What the task asks: Scale the records below, starting at the line that contains "pin: autumn foliage" and stopping after the line that contains "(266, 192), (330, 268)". Rewrite every one of those lines, requests included, and multiply each coordinate in the answers by 1.65, rounding to whole numbers with halves rounded up. Leave the numbers in the requests and their format samples unchanged.
■ ■ ■ ■ ■
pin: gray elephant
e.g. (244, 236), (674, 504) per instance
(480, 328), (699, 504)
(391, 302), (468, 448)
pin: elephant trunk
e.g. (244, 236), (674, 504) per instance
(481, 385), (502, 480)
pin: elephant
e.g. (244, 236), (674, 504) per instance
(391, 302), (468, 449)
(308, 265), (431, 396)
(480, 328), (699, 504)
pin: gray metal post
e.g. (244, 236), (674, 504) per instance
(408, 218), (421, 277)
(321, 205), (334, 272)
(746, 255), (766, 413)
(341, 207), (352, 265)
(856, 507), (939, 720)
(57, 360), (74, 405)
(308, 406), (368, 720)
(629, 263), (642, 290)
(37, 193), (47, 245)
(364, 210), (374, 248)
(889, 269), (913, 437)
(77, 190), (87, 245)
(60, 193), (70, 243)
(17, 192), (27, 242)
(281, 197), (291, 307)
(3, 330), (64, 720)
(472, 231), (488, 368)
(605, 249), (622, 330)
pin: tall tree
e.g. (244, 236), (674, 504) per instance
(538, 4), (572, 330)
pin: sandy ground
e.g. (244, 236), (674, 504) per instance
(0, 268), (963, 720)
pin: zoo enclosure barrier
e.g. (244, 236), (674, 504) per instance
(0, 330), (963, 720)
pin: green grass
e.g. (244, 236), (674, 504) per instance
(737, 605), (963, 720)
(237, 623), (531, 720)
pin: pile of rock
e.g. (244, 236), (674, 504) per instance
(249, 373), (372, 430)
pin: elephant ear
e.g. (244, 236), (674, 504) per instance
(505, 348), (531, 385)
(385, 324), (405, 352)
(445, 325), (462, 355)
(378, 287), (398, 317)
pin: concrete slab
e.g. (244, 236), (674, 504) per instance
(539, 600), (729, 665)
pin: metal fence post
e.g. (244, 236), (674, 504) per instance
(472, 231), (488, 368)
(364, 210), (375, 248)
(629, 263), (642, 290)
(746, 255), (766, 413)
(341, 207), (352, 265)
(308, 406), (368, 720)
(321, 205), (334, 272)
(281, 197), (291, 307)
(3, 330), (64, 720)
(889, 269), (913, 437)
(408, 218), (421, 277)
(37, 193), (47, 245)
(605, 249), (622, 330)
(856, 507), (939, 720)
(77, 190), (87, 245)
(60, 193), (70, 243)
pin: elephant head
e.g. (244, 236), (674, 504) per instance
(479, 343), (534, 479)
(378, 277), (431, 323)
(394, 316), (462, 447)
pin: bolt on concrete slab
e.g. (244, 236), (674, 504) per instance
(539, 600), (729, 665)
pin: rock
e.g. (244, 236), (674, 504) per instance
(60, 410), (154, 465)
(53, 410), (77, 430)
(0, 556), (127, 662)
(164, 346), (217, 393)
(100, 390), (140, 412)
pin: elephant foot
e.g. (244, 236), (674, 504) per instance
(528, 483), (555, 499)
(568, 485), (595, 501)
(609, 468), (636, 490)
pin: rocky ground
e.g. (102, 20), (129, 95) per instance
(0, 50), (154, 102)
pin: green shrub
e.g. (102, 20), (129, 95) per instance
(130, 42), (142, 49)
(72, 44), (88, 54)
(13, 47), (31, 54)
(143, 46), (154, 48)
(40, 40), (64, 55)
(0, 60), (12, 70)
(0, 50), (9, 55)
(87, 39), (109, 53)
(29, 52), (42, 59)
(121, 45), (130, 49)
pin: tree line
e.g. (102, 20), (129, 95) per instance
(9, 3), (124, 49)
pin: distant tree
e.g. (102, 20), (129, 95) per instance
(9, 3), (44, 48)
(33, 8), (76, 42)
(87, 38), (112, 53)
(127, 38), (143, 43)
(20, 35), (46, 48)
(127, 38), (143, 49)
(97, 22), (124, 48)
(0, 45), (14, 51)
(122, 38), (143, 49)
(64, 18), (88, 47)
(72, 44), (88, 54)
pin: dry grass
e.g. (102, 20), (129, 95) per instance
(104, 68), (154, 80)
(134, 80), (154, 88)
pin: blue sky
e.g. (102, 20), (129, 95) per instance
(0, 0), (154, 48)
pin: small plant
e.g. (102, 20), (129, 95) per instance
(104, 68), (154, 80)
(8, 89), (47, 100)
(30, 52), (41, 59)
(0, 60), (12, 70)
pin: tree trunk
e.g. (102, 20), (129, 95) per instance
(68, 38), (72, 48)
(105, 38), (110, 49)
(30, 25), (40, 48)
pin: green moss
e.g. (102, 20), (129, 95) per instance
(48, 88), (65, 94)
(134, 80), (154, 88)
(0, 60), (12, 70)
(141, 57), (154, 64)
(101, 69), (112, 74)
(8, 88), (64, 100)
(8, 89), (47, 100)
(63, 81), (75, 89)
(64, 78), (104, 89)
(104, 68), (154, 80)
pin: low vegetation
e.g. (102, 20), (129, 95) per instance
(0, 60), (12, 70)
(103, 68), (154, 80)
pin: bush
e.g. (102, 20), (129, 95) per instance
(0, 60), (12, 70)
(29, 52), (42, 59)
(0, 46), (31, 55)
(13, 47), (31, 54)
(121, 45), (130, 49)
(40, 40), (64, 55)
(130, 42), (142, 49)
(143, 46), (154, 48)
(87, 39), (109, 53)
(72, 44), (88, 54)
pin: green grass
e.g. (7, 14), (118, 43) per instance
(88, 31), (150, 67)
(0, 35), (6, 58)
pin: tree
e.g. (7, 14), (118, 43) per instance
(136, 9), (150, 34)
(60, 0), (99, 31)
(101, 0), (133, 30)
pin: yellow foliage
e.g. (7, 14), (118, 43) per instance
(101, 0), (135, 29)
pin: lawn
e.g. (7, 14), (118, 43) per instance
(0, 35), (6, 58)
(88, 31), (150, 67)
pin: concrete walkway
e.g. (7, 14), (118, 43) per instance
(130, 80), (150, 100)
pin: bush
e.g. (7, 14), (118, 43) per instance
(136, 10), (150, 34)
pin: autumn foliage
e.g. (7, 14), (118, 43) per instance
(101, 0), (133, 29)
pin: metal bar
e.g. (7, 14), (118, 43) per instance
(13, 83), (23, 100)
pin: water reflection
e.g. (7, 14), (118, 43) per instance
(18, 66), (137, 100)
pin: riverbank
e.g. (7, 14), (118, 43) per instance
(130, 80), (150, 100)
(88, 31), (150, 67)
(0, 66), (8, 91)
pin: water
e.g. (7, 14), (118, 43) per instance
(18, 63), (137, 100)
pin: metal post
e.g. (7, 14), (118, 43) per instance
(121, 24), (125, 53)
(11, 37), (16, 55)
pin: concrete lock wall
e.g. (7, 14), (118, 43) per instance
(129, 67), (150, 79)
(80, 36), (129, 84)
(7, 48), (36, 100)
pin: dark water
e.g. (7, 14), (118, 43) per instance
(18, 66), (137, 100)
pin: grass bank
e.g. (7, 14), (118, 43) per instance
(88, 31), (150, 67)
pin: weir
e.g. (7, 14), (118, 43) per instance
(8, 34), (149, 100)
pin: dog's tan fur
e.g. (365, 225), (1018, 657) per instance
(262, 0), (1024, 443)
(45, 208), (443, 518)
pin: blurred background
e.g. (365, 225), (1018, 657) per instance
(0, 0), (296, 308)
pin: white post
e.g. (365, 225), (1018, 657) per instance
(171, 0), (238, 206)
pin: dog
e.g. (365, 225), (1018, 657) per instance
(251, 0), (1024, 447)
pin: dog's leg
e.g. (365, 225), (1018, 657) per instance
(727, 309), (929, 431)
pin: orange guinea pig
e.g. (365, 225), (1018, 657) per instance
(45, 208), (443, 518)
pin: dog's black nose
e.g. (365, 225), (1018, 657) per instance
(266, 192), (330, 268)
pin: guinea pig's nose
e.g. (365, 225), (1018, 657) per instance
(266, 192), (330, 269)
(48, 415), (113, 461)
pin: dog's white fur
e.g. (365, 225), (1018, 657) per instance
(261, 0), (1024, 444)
■ ■ ■ ■ ■
Answer to the task:
pin: autumn foliage
e.g. (7, 14), (118, 43) per instance
(167, 0), (219, 48)
pin: metal bar
e.g. (7, 14), (118, 43) per instance
(21, 137), (38, 165)
pin: water reflection
e.g. (7, 14), (118, 43) per instance
(30, 109), (226, 165)
pin: riverbank
e.g. (7, 14), (118, 43) per instance
(215, 132), (248, 165)
(145, 51), (248, 111)
(0, 109), (13, 150)
pin: water
e.g. (7, 14), (118, 43) per instance
(30, 104), (226, 165)
pin: metal post
e.g. (7, 14), (118, 43) per instance
(200, 40), (206, 87)
(18, 61), (26, 91)
pin: concrete lock wall
e.g. (7, 14), (118, 43) per instance
(213, 111), (248, 130)
(132, 59), (213, 139)
(12, 79), (59, 165)
pin: dark water
e.g. (7, 14), (118, 43) per instance
(30, 109), (226, 165)
pin: grass bank
e.g. (7, 14), (118, 43) per instance
(145, 51), (248, 111)
pin: weir
e.g. (7, 14), (118, 43) per instance
(13, 56), (246, 165)
pin: dog's tan fur
e.g. (365, 225), (1018, 657) per instance
(432, 0), (1690, 731)
(74, 343), (731, 855)
pin: blurred background
e.g. (365, 225), (1018, 657) per instance
(0, 0), (488, 508)
pin: white post
e.g. (365, 225), (1018, 657) per instance
(282, 0), (393, 340)
pin: dog
e.g. (365, 225), (1018, 657) per instance
(414, 0), (1690, 738)
pin: dog's leg
e.g. (365, 225), (1018, 657) per instance
(1200, 510), (1533, 711)
pin: orange guinea pig
e.g. (365, 225), (1018, 657) per instance
(74, 343), (731, 855)
pin: dog's black nose
e.g. (365, 225), (1018, 657) per instance
(439, 317), (545, 442)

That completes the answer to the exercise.